▶ [WRITTEN EXERCISE]
Turn the lines below into a numbered list, skipping any blank lines, and leave the pictures out of your answer.

▶ [DATA]

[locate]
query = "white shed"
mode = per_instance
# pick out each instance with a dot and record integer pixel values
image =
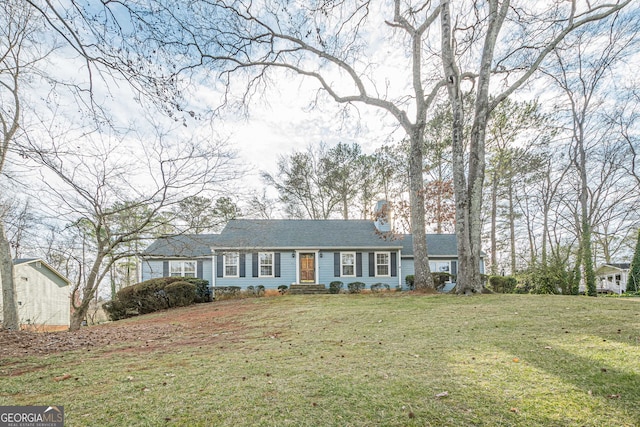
(43, 296)
(612, 278)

▶ [TASK SOLUTION]
1. [locate]
2. query = "white shed"
3. mode = per_instance
4. # pick out each instance with a dot and record integer pixel values
5. image =
6. (43, 296)
7. (612, 278)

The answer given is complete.